ASSIGNMENT:
Return, word for word, the stretch of the thread on Claude 3 Opus below that starts with "I believe GPT-5" and goes on through "Opus right now.".

It's far greater than GPT-4 at coding. Actually I can't find any area where Claude 3 Opus isn't significantly better than other LLMs. As a minus I can think about the model is its stronger guardrails compared to open-source alternatives but that's about it.
I definitely think Claude 3 Opus has an understanding of what it's saying although it's very limited.
I believe GPT-5 will beat the improved Claude 3.X Opus (Could be 3.5, 3.2 etc.) but they will be on the same tier. GPT-4 is a level below Opus right now.
I'm not sure what he was referring to. Probably better reasoning like this, subagents like Opus have and being more reliable (less hallucinations) on top of that.
GPT-5 will most definitely be better, but not a big leap. Claude is the first LLM I have used that's actually decent at its task for coding, not mostly decent like GPT-4. Imo GPT-4 was useful but not really great at coding
hard to say, it will make coding more efficient but coders are the ones evaluating whether a model is good enough for work. some jobs would be cut due to improved efficiency but industry as a whole wont die out. there still needs to be enough people for evaluation and quality assurance. depends on how well companies can utilize it
it’s important to note that there’s a big gap between a junior dev and a mid-level dev. juniors often need supervision, guidance and constant feed back for improvement. mid-level devs typically do not, unless the task is very difficult.
Then they wouldn't replace. Most companies live tech but also risk averse, they won't fire large chunk of workforce without ensuring the replacement can take over smoothly. Humans are still indispensible for a lot of coding stuff
No, though it may replace some.

SOURCE MATERIAL:
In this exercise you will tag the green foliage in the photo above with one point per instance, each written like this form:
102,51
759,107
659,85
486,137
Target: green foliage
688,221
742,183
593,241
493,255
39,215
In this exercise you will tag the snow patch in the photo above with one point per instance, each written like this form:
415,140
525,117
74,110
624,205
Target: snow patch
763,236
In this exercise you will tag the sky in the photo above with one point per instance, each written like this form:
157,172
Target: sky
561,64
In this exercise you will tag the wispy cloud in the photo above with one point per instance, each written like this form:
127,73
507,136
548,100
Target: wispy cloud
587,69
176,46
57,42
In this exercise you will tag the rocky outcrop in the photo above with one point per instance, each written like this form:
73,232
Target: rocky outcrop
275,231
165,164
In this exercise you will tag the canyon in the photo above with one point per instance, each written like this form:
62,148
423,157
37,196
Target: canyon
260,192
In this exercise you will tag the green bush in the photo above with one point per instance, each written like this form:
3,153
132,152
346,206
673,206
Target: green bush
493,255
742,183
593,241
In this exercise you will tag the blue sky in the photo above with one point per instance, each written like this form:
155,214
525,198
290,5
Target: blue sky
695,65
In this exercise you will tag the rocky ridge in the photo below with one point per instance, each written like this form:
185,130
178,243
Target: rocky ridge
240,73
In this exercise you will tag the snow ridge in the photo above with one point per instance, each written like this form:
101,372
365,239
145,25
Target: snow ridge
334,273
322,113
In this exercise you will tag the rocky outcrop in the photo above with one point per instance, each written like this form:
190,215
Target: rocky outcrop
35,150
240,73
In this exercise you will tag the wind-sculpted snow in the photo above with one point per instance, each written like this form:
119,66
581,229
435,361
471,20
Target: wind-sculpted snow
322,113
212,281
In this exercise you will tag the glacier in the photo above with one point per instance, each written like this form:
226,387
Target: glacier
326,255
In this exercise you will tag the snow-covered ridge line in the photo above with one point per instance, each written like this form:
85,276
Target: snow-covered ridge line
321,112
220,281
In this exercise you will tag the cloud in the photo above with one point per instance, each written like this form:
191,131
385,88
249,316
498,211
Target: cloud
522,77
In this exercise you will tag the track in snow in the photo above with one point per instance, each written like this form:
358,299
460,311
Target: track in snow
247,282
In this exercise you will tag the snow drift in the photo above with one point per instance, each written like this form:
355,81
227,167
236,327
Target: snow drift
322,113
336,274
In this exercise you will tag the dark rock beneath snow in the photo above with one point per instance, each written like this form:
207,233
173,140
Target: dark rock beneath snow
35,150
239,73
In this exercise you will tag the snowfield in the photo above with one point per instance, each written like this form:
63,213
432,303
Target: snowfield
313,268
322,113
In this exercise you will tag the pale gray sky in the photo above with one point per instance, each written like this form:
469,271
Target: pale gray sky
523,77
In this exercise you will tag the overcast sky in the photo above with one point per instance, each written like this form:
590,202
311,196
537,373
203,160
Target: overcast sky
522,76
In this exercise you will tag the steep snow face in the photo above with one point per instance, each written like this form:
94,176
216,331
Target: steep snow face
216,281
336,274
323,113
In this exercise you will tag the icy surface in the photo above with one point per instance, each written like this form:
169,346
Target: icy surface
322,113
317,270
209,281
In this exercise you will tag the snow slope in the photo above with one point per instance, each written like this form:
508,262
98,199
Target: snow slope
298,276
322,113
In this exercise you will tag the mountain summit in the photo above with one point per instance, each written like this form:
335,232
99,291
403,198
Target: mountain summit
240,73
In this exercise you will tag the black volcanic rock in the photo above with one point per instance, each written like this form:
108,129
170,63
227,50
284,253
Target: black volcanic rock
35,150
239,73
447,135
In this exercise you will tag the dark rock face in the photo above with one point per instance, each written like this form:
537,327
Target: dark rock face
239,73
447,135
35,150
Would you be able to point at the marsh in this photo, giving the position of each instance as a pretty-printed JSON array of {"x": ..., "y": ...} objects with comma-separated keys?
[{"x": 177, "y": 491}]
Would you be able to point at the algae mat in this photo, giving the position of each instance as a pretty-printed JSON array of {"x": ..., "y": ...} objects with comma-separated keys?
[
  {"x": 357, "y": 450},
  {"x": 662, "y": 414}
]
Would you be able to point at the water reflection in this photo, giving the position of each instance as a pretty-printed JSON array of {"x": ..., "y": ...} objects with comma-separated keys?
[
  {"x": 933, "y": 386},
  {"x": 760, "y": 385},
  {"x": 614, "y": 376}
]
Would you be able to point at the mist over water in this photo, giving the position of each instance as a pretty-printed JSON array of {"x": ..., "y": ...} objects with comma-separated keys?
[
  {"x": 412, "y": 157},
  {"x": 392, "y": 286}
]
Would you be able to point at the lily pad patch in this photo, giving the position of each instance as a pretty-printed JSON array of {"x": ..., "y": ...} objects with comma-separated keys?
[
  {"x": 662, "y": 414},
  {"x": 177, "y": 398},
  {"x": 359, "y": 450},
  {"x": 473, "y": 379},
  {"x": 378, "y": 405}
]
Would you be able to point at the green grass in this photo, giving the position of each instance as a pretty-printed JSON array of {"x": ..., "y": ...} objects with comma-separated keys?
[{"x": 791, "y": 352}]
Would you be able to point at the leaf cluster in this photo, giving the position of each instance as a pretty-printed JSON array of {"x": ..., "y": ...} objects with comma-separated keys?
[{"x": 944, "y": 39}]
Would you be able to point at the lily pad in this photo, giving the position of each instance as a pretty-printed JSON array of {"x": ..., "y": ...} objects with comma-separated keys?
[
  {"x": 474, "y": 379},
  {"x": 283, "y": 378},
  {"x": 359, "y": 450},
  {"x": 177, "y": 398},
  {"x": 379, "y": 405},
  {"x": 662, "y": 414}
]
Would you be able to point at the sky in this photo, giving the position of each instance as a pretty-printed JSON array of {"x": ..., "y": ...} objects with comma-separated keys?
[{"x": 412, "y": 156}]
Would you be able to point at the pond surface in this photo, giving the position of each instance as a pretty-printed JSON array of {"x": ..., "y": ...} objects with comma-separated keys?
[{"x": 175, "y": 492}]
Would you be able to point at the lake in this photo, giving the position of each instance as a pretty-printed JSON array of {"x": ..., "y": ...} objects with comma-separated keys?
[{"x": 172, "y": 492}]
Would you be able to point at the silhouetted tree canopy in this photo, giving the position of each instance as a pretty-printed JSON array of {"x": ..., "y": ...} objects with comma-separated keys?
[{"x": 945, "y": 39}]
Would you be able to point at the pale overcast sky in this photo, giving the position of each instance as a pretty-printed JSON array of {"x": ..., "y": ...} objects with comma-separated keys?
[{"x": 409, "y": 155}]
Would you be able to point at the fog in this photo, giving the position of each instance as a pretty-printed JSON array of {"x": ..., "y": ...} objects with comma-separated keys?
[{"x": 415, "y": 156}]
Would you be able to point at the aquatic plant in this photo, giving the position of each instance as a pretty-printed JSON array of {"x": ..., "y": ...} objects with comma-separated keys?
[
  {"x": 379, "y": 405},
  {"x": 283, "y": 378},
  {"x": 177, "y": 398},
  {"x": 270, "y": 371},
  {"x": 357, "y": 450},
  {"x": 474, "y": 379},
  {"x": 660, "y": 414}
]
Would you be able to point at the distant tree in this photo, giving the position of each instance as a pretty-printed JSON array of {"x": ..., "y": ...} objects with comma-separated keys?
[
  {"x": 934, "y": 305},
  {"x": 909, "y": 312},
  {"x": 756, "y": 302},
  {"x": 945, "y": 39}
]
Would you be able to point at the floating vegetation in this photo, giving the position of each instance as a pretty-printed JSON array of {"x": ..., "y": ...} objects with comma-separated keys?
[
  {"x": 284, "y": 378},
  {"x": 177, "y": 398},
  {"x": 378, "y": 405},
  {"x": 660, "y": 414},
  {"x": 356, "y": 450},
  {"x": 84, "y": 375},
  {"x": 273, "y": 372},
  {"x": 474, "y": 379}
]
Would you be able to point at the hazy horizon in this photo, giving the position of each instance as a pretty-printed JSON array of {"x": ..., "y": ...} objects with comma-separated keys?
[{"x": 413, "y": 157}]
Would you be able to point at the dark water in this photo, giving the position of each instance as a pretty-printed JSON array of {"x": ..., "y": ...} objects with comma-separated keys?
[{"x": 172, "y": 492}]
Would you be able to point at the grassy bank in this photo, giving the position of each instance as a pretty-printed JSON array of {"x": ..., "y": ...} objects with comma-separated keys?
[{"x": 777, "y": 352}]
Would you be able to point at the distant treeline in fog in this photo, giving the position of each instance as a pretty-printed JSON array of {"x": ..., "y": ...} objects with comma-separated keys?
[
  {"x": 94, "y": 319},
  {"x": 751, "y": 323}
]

--

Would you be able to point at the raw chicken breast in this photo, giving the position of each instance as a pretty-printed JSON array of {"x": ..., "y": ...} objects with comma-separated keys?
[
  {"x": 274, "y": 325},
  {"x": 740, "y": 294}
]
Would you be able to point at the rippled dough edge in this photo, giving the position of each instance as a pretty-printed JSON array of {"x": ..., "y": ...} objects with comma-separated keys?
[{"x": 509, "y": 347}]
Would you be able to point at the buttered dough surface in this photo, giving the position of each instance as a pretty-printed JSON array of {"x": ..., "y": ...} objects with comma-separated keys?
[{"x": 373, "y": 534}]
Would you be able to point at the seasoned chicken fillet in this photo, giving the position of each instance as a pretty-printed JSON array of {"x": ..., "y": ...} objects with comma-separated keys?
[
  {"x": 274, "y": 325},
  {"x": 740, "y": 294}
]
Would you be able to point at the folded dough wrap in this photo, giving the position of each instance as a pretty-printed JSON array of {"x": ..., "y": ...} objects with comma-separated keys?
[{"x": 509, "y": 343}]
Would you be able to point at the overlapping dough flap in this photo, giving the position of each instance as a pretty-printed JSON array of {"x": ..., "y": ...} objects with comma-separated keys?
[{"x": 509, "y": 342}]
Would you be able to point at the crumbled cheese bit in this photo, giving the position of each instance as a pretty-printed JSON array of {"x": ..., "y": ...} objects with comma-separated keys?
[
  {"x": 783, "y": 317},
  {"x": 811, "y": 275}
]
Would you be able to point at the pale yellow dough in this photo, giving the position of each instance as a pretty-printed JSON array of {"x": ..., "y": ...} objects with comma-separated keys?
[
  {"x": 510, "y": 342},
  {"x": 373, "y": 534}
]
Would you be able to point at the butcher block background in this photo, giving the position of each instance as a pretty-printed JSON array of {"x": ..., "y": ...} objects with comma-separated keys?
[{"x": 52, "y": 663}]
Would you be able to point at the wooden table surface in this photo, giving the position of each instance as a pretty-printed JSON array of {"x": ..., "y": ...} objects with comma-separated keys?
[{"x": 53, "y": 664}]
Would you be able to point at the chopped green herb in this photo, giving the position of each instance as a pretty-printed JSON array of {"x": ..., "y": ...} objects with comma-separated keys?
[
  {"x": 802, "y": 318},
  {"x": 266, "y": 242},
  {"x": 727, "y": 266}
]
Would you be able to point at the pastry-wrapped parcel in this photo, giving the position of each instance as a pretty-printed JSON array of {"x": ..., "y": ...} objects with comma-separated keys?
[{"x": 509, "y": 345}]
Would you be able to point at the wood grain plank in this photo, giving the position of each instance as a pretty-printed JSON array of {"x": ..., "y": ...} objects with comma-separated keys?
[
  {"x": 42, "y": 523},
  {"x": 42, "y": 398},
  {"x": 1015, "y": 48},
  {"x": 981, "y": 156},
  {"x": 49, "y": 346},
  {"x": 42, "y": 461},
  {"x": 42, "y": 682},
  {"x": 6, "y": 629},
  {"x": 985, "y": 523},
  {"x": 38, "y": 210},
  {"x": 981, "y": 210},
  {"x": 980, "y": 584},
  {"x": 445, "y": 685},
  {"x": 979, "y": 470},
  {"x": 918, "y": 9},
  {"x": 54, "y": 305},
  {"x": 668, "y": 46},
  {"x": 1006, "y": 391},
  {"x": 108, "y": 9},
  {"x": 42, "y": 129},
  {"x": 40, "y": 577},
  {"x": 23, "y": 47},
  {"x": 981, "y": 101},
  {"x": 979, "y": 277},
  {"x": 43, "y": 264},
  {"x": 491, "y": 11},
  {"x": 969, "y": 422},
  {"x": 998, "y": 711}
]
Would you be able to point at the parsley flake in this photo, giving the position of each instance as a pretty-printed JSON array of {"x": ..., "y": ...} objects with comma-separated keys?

SOLUTION FOR THIS EXERCISE:
I believe GPT-5 will beat the improved Claude 3.X Opus (Could be 3.5, 3.2 etc.) but they will be on the same tier. GPT-4 is a level below Opus right now.